## Selected text

# Practical 3A — Parameter-Efficient Fine-Tuning with LoRA

**Road to SKA: Foundation Models, Embeddings, and Latent Spaces**

This practical demonstrates running LoRA on a small vision encoder *without* heavy EO plumbing.

You will:

1. Train a **base CNN classifier** (a stand-in for a pretrained foundation encoder).
2. Freeze the base weights and adapt to a **shifted target task** using:
   - **Full fine-tuning** (update all weights)
   - **Head-only fine-tuning** (update only last layer)
   - **LoRA fine-tuning** (update only small low-rank adapter matrices)
3. Compare:
   - accuracy vs training time
   - number of trainable parameters

---

## References
- LoRA paper (Hu et al., 2021 / ICLR 2022): https://arxiv.org/abs/2106.09685  
- Microsoft LoRA repo / `loralib`: https://github.com/microsoft/LoRA  
- Hugging Face PEFT LoRA docs (concept + config): https://huggingface.co/docs/peft/en/conceptual_guides/lora  

> We implement LoRA **directly in PyTorch** here so it works anywhere (no Transformers dependency).


[![Open In Colab](https://colab.research.google.com/assets/colab-badge.svg)](https://colab.research.google.com/github/cambridge-iccs/R2SKA_Advanced_Tutorial/blob/main/Session3A_LoRA_Finetuning.ipynb)

---

## Environment Setup (Colab / Local)

Run the cell below to detect your environment and set up paths. This notebook uses only PyTorch and standard libraries, which are pre-installed on Colab.

In [None]:
# Detect environment and set up paths
import sys

IN_COLAB = 'google.colab' in sys.modules

if IN_COLAB:
    print("Running in Google Colab")
    DATA_ROOT = '/content/data'
    # PyTorch is pre-installed on Colab
else:
    print("Running locally")
    DATA_ROOT = './data'

print(f"Data directory: {DATA_ROOT}")

## 1. Setup

CPU-friendly. Uses GPU if available.

Required:
- `torch`, `torchvision`, `numpy`, `matplotlib`, `scikit-learn`

Optional:
- `tqdm` (progress bars)


In [None]:
# Optional installs (uncomment if needed)

## What to work on
Write the next part of the LoRA fine-tuning notebook, starting right after its final line.

(Pointing dataset records)

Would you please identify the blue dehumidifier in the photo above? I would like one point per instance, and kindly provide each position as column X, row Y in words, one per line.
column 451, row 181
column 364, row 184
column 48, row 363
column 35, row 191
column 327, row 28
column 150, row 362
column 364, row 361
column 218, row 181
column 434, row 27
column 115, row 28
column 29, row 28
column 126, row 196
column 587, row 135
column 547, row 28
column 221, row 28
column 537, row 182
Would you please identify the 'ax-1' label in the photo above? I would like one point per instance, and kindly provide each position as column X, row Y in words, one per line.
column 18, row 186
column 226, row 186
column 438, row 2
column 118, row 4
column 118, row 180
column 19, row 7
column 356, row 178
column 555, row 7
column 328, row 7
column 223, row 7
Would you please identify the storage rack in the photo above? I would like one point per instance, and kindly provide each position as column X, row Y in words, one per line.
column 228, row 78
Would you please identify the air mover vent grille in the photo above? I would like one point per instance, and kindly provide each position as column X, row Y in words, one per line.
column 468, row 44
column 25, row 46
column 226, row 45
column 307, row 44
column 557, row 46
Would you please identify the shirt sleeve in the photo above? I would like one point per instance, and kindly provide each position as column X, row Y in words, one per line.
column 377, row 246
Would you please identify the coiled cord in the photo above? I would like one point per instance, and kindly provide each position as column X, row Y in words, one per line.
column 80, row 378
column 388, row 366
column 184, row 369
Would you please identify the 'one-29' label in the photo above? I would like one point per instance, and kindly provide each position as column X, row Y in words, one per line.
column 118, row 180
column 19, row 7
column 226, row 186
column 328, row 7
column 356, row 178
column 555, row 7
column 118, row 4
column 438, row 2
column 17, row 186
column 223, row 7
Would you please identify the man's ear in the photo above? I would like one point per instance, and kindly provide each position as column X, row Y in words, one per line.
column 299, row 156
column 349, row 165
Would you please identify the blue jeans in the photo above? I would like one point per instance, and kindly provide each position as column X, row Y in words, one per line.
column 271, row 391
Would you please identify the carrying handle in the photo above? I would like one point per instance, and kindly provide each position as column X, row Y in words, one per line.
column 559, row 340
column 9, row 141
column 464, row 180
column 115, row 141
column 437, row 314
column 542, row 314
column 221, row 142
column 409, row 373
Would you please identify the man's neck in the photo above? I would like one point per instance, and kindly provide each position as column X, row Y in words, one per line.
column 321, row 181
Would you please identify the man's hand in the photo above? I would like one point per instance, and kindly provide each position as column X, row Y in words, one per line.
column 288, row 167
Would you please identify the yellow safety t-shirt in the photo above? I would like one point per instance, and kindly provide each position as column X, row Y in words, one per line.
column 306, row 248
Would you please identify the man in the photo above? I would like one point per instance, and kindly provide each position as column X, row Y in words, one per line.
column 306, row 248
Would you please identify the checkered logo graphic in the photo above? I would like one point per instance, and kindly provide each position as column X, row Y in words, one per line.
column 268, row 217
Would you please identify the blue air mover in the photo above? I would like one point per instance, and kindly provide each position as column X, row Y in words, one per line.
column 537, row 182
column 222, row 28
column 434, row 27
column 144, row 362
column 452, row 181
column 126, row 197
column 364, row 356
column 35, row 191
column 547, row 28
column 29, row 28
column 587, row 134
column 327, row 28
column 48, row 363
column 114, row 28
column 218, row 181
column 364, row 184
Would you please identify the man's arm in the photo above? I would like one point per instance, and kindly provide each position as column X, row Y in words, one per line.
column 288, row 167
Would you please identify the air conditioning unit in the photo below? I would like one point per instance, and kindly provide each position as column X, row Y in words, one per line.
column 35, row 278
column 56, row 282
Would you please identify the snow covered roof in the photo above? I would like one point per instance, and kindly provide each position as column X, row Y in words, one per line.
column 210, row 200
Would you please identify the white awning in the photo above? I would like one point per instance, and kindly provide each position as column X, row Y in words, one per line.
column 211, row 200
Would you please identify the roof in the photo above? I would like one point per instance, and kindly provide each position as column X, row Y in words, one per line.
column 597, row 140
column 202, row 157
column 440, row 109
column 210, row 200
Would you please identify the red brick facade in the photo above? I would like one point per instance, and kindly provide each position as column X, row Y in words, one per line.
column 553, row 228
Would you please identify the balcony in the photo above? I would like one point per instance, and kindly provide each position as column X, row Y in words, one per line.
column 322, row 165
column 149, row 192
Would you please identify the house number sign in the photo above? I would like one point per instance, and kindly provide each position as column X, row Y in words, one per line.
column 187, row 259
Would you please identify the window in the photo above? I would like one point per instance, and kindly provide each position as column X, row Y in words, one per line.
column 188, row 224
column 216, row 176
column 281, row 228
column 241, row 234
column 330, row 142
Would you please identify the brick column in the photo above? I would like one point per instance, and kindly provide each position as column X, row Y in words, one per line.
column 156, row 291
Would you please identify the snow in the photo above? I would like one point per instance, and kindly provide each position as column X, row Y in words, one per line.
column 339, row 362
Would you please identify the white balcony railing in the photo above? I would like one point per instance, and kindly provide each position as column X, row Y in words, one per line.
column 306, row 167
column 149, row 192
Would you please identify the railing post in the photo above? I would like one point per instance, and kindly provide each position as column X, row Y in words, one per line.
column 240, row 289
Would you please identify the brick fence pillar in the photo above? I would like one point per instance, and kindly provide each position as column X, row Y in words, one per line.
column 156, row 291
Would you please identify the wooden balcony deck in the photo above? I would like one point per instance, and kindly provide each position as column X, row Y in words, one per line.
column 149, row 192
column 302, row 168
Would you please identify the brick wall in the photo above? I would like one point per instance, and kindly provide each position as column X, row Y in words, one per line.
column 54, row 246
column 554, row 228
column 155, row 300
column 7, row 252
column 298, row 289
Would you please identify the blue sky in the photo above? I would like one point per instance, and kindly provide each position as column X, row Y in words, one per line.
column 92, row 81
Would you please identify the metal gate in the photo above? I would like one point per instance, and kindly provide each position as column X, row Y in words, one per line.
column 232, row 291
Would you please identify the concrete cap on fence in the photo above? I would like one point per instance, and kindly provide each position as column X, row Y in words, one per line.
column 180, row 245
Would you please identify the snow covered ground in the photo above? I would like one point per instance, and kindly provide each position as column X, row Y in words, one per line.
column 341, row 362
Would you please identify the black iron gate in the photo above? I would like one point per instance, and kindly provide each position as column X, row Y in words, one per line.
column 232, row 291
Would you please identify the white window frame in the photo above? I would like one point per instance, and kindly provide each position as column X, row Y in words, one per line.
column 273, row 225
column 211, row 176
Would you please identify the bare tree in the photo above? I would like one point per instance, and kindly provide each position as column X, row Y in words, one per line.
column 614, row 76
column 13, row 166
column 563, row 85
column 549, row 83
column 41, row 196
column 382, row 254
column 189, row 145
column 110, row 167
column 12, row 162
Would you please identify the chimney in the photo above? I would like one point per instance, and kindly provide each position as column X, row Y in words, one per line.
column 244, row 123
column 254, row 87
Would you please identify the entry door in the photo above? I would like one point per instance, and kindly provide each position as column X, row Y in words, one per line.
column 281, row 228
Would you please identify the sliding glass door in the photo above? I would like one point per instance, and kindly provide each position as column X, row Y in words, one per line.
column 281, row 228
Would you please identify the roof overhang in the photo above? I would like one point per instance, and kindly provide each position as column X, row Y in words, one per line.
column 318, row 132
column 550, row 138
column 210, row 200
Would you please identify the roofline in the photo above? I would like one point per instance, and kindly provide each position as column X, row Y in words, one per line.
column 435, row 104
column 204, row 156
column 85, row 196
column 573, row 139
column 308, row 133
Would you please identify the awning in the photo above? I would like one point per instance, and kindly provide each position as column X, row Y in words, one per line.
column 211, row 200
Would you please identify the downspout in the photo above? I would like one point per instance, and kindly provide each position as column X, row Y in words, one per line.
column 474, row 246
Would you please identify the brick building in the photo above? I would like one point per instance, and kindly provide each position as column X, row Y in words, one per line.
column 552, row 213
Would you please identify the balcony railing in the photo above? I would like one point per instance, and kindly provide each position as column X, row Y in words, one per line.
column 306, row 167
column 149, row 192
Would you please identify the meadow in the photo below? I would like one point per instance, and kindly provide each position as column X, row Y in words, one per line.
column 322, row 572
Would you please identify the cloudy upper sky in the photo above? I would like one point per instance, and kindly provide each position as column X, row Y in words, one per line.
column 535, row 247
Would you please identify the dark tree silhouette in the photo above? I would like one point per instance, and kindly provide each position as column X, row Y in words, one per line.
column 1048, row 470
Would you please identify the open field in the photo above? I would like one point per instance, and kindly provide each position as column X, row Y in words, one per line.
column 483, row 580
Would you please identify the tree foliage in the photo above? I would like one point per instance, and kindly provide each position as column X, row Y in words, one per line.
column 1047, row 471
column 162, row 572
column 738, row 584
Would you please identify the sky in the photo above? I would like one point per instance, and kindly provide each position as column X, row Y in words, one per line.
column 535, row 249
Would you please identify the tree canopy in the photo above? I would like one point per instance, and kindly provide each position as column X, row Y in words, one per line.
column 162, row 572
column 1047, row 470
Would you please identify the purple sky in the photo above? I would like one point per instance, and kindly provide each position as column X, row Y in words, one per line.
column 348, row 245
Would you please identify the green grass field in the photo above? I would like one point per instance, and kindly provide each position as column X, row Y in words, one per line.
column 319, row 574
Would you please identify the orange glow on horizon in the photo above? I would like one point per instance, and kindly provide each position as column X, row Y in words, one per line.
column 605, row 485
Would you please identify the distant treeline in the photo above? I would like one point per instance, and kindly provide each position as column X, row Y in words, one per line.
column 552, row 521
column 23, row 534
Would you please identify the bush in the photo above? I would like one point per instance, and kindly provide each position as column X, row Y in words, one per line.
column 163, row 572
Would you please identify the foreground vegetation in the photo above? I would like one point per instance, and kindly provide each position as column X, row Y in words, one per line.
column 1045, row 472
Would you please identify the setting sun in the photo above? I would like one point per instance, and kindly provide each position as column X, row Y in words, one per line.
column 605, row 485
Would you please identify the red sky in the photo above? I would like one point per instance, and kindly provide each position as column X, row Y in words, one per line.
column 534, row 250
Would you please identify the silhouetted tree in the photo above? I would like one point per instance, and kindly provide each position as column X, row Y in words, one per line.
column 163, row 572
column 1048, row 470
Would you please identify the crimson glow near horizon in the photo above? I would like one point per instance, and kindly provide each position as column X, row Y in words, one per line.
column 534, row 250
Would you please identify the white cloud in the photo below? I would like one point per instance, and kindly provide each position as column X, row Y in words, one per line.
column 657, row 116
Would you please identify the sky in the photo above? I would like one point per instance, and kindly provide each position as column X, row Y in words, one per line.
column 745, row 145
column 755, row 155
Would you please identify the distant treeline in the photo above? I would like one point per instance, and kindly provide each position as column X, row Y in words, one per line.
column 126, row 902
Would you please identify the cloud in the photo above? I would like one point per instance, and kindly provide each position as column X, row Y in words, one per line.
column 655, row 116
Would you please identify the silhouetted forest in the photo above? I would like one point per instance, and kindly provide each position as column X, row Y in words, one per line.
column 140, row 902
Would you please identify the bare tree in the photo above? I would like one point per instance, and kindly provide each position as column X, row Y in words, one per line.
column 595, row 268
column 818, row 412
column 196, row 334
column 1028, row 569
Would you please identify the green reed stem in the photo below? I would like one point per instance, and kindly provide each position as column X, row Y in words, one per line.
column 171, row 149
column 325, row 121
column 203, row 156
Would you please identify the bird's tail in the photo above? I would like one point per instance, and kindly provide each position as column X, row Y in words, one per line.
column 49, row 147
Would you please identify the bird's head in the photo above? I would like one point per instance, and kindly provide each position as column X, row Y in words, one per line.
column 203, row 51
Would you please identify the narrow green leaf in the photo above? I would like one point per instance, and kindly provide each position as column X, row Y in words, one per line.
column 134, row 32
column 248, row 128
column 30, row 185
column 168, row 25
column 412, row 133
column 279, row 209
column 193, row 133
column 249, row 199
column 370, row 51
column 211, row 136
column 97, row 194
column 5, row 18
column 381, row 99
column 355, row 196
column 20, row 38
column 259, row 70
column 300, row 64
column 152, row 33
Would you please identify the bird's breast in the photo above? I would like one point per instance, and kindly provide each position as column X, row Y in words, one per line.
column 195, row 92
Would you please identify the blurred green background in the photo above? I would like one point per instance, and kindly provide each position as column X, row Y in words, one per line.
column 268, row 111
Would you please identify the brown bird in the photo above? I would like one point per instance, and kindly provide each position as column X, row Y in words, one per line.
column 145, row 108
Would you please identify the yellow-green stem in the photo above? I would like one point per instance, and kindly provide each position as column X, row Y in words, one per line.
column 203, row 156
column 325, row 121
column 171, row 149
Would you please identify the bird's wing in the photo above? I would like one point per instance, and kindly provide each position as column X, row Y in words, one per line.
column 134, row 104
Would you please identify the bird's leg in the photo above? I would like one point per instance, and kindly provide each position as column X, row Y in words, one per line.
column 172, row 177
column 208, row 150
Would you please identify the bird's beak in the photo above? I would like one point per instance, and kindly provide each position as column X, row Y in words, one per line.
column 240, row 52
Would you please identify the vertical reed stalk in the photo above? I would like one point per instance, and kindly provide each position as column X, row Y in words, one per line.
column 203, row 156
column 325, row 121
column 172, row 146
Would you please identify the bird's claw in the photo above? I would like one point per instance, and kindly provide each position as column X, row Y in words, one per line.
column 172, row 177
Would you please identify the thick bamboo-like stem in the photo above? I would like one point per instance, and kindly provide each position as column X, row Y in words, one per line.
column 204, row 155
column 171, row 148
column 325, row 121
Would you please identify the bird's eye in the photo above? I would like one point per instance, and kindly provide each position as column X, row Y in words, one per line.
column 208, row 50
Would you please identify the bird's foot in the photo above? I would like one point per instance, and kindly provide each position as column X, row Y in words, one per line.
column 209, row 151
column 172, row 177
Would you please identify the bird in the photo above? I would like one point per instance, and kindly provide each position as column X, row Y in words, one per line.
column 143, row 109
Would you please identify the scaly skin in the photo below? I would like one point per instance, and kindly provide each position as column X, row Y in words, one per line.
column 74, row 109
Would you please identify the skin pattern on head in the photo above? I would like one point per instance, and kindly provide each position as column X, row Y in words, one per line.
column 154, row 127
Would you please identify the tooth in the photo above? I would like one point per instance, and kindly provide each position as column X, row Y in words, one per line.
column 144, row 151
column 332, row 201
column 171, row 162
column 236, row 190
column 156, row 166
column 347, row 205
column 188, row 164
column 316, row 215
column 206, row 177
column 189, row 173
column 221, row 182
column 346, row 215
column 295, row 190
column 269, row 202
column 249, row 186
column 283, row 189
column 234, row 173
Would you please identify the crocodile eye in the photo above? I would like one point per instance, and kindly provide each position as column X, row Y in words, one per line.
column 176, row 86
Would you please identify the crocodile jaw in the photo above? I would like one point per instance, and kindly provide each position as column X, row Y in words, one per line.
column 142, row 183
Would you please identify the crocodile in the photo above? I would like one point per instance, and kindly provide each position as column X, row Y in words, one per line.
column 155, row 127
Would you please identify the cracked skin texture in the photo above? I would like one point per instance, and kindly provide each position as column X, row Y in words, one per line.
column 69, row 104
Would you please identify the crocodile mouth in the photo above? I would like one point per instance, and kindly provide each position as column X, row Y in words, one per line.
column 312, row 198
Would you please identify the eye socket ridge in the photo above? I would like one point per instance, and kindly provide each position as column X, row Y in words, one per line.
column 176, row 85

## Result
# %pip -q install torch torchvision scikit-learn tqdm

import time
import math
import random
from dataclasses import dataclass, fields
from typing import Optional, Tuple

import numpy as np
import matplotlib.pyplot as plt

import torch
import torch.nn as nn
from torch.utils.data import DataLoader, Subset
from torchvision import datasets, transforms

from sklearn.metrics import accuracy_score, classification_report

try:
    from tqdm.auto import tqdm
except Exception:
    tqdm = lambda x, **kwargs: x


## 2. Configuration

We create a **domain shift**:

- **Base training:** MNIST with standard images  
- **Target adaptation:** MNIST with rotation + noise, and **few-shot** labels

This mimics adapting a pretrained encoder to a new domain with limited labels.


In [None]:
@dataclass
class Config:
    data_dir: str = DATA_ROOT    # Uses environment-detected path
    seed: int = 42
    batch_size: int = 128
    base_epochs: int = 5
    target_epochs: int = 5
    lr_base: float = 1e-3
    lr_target: float = 1e-3
    max_base_train: int = 20000
    max_target_train: int = 2000
    max_test: int = 5000
    lora_rank: int = 8
    lora_alpha: float = 16.0
    lora_dropout: float = 0.0
    rotate_deg: float = 45.0
    noise_std: float = 0.15

    # Formatted string representation for readable output
    def __repr__(self):
        lines = [f"{self.__class__.__name__}:"]
        for f in fields(self):
            lines.append(f"  {f.name:20s} = {getattr(self, f.name)!r}")
        return "\n".join(lines)

cfg = Config()

random.seed(cfg.seed)
np.random.seed(cfg.seed)
torch.manual_seed(cfg.seed)

# Device selection: CUDA > MPS (Apple Silicon) > CPU
if torch.cuda.is_available():
    device = torch.device("cuda")
elif torch.backends.mps.is_available():
    device = torch.device("mps")
else:
    device = torch.device("cpu")

print("Device:", device)
print(cfg)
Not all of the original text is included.